* **What needs to be done**:
Copy the part of the health bill editorial between "The major difference" and "to Medicare providers.", inclusive, and swap "private insurers" for "commercial insurers".

* **Exercise passage**:
──────────
Health Bill: Real Battle Starts Now

By Daily Editorials

October 20, 2009 4 min read

After months of sometimes excruciating debate on health care legislation, the Senate Finance Committee voted 14-9 last week to approve what is universally called the Baucus bill, after Committee Chairman Max Baucus of Montana. But the real battles may have just begun.

The Baucus bill is slated to be merged with another bill passed by the Senate Health Committee to produce a bill all senators can vote on. Meanwhile, on the House side, where three committees have produced three different bills, work has begun on merging them.

The major difference in the proposals is that the Baucus bill does not contain a "public option" — a government-run insurance program to compete with private insurers — while all the others do. The Baucus bill requires that almost all Americans buy health insurance, limits deductibles and co-payments, provides federal subsidies for some Americans, expands Medicaid and forbids the rejecting of applicants for insurance because of pre-existing health conditions. It would be paid for by new taxes on insurance companies and on "Cadillac" insurance plans, and cuts to Medicare providers.
──────────
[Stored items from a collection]

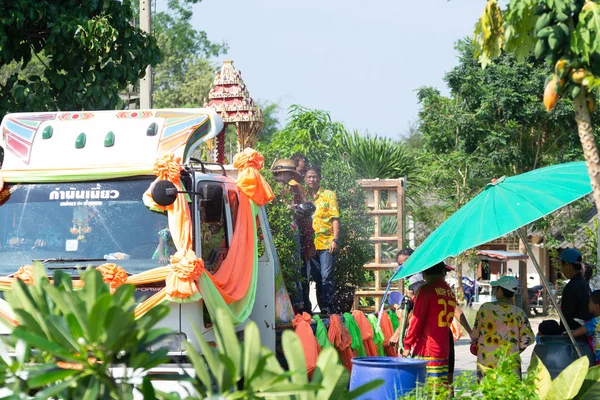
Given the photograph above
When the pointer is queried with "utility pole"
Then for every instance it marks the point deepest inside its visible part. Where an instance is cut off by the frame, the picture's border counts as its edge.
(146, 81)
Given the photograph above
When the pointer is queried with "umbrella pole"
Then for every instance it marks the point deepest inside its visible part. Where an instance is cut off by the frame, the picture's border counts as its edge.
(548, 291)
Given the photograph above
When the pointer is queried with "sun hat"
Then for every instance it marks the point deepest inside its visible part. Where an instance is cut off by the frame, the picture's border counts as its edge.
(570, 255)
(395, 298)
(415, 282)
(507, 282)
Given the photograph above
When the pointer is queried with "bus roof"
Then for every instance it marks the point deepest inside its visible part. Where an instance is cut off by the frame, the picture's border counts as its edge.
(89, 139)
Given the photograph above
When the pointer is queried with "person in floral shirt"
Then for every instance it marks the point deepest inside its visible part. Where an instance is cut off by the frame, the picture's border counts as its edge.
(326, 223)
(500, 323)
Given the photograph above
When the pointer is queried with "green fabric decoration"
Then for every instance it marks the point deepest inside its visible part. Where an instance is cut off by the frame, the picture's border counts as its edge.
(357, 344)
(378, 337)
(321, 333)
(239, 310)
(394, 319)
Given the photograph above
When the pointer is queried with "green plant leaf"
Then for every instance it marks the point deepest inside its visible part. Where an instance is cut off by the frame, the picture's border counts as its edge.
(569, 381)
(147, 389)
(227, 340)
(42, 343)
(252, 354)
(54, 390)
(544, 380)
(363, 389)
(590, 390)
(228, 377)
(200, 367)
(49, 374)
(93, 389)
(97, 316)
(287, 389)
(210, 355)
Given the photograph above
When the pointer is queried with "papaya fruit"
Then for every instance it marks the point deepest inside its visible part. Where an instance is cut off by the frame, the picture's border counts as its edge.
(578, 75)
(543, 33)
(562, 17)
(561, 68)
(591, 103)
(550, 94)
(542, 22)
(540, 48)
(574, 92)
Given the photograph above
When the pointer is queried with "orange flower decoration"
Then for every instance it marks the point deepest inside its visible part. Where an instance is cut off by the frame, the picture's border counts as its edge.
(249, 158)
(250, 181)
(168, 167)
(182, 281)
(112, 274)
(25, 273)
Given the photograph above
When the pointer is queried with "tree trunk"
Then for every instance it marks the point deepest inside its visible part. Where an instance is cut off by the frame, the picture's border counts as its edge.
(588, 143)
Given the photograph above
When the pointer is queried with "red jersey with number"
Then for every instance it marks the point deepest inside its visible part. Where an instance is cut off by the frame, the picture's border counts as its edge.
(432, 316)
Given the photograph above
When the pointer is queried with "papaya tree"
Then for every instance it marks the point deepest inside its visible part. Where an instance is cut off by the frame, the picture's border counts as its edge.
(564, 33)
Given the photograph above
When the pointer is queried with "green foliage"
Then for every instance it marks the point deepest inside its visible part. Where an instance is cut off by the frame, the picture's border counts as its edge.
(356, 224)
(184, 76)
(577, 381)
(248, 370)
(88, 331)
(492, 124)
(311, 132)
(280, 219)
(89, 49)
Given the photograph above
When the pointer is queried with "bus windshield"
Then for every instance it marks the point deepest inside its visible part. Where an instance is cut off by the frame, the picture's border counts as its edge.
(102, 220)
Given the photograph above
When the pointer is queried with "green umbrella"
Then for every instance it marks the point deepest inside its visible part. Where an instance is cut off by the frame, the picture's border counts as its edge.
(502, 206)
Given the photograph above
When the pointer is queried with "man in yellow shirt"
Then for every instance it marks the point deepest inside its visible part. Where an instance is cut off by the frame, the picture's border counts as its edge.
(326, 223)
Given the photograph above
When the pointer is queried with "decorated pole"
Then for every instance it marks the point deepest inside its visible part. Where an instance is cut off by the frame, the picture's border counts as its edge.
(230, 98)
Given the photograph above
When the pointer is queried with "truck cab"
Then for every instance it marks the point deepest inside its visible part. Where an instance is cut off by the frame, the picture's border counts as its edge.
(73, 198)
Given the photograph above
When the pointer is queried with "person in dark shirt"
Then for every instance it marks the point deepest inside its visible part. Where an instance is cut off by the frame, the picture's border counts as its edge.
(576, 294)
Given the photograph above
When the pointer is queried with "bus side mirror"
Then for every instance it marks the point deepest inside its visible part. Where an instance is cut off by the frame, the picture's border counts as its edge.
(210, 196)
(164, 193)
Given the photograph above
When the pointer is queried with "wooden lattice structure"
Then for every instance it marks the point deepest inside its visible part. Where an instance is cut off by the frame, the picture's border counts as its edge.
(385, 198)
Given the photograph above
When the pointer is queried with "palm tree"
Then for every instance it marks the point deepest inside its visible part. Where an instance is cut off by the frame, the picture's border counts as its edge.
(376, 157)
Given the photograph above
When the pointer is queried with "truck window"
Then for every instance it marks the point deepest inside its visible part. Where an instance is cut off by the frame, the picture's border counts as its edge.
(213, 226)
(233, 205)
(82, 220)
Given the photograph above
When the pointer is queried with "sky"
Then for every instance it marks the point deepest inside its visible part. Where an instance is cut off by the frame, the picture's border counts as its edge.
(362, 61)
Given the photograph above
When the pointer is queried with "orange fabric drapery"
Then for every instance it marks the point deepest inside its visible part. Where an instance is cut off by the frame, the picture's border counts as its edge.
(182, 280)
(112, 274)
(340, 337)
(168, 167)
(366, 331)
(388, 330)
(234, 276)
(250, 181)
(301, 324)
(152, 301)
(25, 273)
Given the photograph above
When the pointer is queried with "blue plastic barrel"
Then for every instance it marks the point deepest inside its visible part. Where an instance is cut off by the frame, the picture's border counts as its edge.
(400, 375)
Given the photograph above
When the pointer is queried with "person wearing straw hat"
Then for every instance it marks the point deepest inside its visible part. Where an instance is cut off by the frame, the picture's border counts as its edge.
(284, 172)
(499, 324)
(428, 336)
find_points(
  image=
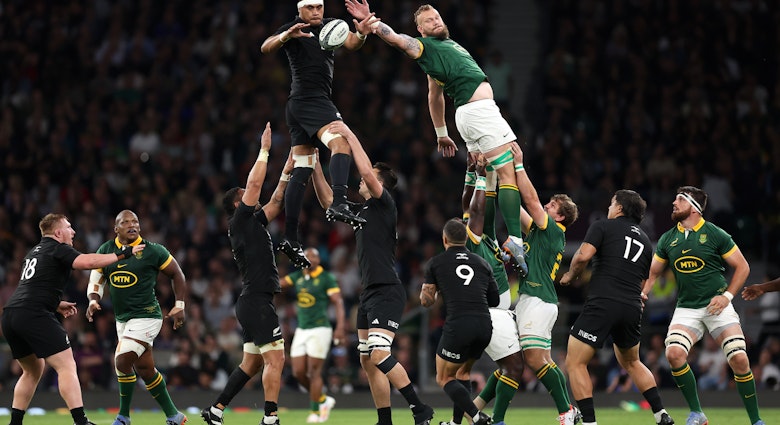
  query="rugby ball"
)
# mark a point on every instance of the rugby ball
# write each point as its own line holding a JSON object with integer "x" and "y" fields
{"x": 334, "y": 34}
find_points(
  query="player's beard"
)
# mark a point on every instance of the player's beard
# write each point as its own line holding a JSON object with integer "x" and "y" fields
──────────
* **Answer for this exercise**:
The major difference in the proposals is that the Baucus bill does not contain a "public option" — a government-run insurance program to compete with commercial insurers — while all the others do. The Baucus bill requires that almost all Americans buy health insurance, limits deductibles and co-payments, provides federal subsidies for some Americans, expands Medicaid and forbids the rejecting of applicants for insurance because of pre-existing health conditions. It would be paid for by new taxes on insurance companies and on "Cadillac" insurance plans, and cuts to Medicare providers.